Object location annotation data
________________

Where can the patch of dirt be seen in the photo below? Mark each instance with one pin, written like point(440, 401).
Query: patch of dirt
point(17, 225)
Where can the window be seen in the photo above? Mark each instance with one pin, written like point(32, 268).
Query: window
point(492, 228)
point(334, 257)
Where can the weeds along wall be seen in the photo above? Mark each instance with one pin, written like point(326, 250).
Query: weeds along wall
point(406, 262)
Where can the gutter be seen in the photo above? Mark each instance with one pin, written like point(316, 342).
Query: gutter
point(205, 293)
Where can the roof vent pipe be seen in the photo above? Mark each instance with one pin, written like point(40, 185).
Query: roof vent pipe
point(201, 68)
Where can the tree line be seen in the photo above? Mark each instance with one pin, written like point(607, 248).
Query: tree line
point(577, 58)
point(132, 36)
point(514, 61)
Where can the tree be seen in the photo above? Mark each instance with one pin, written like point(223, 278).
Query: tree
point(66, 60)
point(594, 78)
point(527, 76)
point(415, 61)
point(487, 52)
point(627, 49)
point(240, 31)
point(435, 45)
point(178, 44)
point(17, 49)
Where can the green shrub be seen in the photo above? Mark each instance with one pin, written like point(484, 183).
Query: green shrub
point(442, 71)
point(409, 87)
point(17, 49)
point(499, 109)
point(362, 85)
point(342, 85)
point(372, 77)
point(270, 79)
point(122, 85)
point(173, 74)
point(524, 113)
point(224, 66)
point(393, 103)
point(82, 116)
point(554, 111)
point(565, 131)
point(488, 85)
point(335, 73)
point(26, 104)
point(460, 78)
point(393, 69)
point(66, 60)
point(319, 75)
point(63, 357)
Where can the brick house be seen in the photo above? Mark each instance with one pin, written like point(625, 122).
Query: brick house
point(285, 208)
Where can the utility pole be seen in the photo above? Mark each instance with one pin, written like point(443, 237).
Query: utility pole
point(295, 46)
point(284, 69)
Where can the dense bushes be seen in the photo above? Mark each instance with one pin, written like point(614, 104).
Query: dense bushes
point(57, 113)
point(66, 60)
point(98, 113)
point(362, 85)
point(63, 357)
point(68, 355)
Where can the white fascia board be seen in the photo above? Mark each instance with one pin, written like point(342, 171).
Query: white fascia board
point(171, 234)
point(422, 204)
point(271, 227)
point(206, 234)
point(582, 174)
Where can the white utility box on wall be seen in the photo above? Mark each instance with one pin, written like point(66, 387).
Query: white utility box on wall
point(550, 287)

________________

- [What needs to be done] Reproduce all of the rows above word for word.

- [Result]
Where can the patch of dirt be seen in the photo below? Mark each instance with one pin, written like point(440, 401).
Query: patch of dirt
point(17, 225)
Where can the window be seen in the photo above? Mark each instance with one pin, written like point(32, 268).
Query: window
point(492, 228)
point(334, 257)
Where can the weeds along wall be seen in the photo above? Mark each instance with one pin, written like point(326, 250).
Query: weeds along wall
point(406, 262)
Where can the gutter be seen in the photo above? Mark each instance with one pin, written like point(316, 342).
Query: gutter
point(205, 293)
Where can the roof vent pipe be seen in the photo above? Mark each instance with one pin, written like point(40, 185).
Query: roof vent pipe
point(201, 68)
Where can the tree line be seen in the photo above? Mark each instance with one pin, written like point(607, 248).
Query: tree line
point(577, 58)
point(132, 36)
point(514, 61)
Where can the tree be seen in the photo above? Mark each instance with one pin, written like point(223, 278).
Query: tree
point(66, 60)
point(594, 78)
point(527, 76)
point(415, 61)
point(487, 52)
point(627, 49)
point(240, 31)
point(435, 45)
point(178, 44)
point(17, 49)
Where can the green shrub be seen in the photo above? Mark each instance with one pin, written like point(484, 183).
Query: green shrub
point(442, 71)
point(409, 87)
point(17, 49)
point(499, 109)
point(362, 85)
point(342, 85)
point(372, 77)
point(270, 79)
point(122, 85)
point(173, 74)
point(524, 113)
point(224, 66)
point(393, 103)
point(82, 116)
point(554, 111)
point(565, 131)
point(488, 85)
point(335, 73)
point(26, 104)
point(460, 78)
point(393, 69)
point(66, 60)
point(319, 75)
point(63, 357)
Where can the brick house be seen in the photo above? Mark each instance with one pin, written like point(625, 122).
Query: brick house
point(285, 208)
Where can the utility pole be seen in the photo above? Mark each instance with one pin, written like point(443, 237).
Query: utility pole
point(295, 46)
point(284, 69)
Where can the dense bushes be seen in the photo above? Mark each instance with one pin, written like point(614, 104).
Query: dense bushes
point(57, 113)
point(66, 60)
point(98, 113)
point(362, 85)
point(63, 357)
point(68, 355)
Where can the white fascia board be seen in the photo above? Mark each instance with one pin, written like point(342, 171).
Query: white fascia board
point(171, 234)
point(422, 204)
point(271, 227)
point(206, 234)
point(582, 174)
Where can the white utility box on wall be seen in the photo above? Mark each instance with one pin, written like point(66, 387).
Query: white utility box on wall
point(550, 287)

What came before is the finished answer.